**** Record set ****
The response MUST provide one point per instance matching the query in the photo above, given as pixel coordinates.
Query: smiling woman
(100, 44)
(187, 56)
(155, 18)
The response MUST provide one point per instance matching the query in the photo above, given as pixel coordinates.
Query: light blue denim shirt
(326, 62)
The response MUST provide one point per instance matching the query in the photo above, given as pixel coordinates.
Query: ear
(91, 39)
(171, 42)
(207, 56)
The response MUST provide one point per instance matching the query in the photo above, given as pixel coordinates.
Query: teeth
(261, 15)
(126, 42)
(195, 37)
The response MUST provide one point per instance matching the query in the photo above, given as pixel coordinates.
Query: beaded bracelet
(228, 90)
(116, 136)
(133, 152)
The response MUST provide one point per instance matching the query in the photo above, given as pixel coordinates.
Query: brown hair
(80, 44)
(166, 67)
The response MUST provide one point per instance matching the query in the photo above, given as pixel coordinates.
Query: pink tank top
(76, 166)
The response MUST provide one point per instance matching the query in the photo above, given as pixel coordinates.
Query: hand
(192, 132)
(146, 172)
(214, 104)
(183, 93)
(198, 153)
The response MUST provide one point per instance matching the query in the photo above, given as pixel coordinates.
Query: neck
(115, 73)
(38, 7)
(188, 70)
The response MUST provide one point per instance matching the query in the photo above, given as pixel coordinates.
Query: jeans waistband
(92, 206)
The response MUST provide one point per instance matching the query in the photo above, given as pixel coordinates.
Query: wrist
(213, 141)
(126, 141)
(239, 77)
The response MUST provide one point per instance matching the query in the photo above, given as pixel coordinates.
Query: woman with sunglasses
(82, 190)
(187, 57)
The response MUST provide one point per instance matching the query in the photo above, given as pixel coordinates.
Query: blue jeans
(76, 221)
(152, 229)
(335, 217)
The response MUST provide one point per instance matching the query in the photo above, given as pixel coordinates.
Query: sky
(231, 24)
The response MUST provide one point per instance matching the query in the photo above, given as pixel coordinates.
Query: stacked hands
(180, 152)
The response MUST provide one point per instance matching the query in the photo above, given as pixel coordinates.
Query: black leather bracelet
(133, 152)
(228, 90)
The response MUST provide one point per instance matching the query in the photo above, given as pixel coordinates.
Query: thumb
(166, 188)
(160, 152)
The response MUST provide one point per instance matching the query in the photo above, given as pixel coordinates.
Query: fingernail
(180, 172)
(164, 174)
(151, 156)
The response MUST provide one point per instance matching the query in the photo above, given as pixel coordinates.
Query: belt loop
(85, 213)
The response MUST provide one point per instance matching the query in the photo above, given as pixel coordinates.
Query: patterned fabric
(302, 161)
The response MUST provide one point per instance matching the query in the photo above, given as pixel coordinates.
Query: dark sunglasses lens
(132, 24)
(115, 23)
****
Exact copy required. Repeat the material above in full.

#### [Answer space]
The response MUST provide one point per instance matching the query in the photo above, given as pixel coordinates.
Query: smiling woman
(100, 44)
(187, 56)
(155, 18)
The response MUST provide one point per instance matching the query in the photo above, given as pixel coordinates.
Query: light blue denim shirt
(326, 62)
The response MUST provide one point per instance matching the query in the photo above, given as pixel coordinates.
Query: ear
(91, 39)
(171, 42)
(207, 56)
The response MUST provide one point per instance matching the query in the photo above, given as pixel coordinates.
Query: teeth
(261, 15)
(126, 42)
(195, 37)
The response MUST provide one point per instance matching the query in the photo above, given as pixel coordinates.
Query: beaded bracelet
(228, 90)
(116, 136)
(133, 152)
The response MUST provide one point per instance matching the query in the photo above, given as pixel coordinates.
Query: brown hair
(80, 44)
(166, 67)
The response MUST provide one point per instance matching the query in the photo above, given as pixel coordinates.
Query: pink tank top
(76, 166)
The response MUST provide one point per instance matching the query in the photo above, given as pixel coordinates.
Query: hand
(192, 132)
(146, 172)
(214, 104)
(183, 93)
(198, 153)
The response MUST provide one point per instance matching the query in the photo above, given as pixel coordinates.
Query: neck
(115, 73)
(38, 7)
(188, 70)
The response MUST provide one point per instance matching the query in the photo above, given as pixel coordinates.
Query: jeans waistband
(92, 206)
The response MUST provide one point per instance matching the query in the photo above, given as pixel coordinates.
Query: wrist
(213, 141)
(126, 141)
(239, 77)
The response MUST provide one point per instance matching the query in the photo above, given as pixel coordinates.
Query: woman with sunglasses
(82, 190)
(187, 57)
The response MUST provide one point per instance matching the query in the photo above, given as pixel coordinates.
Query: blue jeans
(76, 221)
(152, 229)
(335, 217)
The response MUST provide one point per instance matching the query in the photo above, given as pixel coordinates.
Query: sky
(231, 24)
The response MUST provide one point per instance matching the query in the photo above, given as pixel coordinates.
Query: stacked hands
(180, 152)
The response MUST provide one point per instance matching the query in the photo above, given as pixel coordinates.
Query: black leather bracelet
(133, 152)
(228, 90)
The response MUST provide one point per instance matching the query in the photo above, given as pixel coordinates.
Query: thumb
(166, 188)
(160, 152)
The response MUST provide one point per instance matching the query in the photo above, given as pixel coordinates.
Query: fingernail
(180, 172)
(164, 174)
(151, 156)
The response MUST provide one point per instance matching the query in the photo above, given as pixel coordinates.
Query: belt loop
(85, 213)
The response MUST provide one point per instance matching the query in the photo above, given as pixel coordinates.
Query: patterned fabric
(302, 161)
The response MUST provide one point per instance matching the query in the photo above, given as pixel coordinates.
Query: dark sunglasses lens
(132, 24)
(115, 23)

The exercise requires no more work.